* **Exercise goal**
Extract, verbatim, all lines starting at the one containing "Practice step: point at the smiley" and ending with the final line of the listing, and no others.

* **Extracted information**
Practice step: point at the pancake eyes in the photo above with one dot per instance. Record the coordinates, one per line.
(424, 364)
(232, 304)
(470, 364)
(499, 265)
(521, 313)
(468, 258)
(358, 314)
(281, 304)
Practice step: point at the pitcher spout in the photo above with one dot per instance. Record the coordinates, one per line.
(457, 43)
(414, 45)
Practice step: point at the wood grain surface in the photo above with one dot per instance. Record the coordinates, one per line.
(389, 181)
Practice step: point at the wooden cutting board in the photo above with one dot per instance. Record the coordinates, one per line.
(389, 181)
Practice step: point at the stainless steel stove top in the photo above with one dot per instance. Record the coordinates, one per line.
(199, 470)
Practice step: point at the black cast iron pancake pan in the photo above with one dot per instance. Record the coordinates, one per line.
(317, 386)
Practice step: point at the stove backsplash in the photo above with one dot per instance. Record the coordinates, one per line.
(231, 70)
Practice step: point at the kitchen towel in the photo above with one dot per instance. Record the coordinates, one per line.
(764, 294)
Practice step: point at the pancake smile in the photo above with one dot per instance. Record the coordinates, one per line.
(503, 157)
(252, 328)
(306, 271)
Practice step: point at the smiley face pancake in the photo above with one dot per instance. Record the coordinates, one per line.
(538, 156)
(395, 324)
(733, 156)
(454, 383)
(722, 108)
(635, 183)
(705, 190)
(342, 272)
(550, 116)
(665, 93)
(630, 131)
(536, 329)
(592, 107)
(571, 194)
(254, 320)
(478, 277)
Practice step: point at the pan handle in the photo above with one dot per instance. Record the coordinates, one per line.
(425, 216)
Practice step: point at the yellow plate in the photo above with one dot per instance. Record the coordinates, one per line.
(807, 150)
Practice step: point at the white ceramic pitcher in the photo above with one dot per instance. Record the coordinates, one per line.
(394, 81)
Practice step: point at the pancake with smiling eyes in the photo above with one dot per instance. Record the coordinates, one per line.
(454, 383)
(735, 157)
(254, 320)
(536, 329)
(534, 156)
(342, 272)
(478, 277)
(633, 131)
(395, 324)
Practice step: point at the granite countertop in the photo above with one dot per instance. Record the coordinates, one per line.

* **Exercise solution**
Practice step: point at the smiley face pancake in the photo above with one dot per instance. Record the coordinates, one per line.
(538, 156)
(395, 324)
(733, 156)
(454, 383)
(722, 108)
(635, 183)
(705, 190)
(342, 272)
(550, 116)
(665, 93)
(630, 131)
(536, 329)
(592, 107)
(571, 194)
(254, 320)
(478, 277)
Practice step: point at the pan handle in the photo above with one dot per instance. Record the coordinates, one per line.
(425, 216)
Practice step: point at the yellow plate in the photo above with one dot per instance. Record the coordinates, one per line.
(807, 150)
Practice step: point at the white ceramic pitcher in the photo above with one dot per instance. Record the coordinates, one per line.
(394, 81)
Practice step: point at the pancake with smiling eyes in the photo above with one dot per instance. Record the coordinates, one per line.
(454, 383)
(735, 157)
(254, 320)
(536, 329)
(534, 156)
(342, 272)
(478, 277)
(633, 131)
(395, 324)
Practice step: point at the granite countertop in the photo above with one dot per instance. Record the coordinates, one per line.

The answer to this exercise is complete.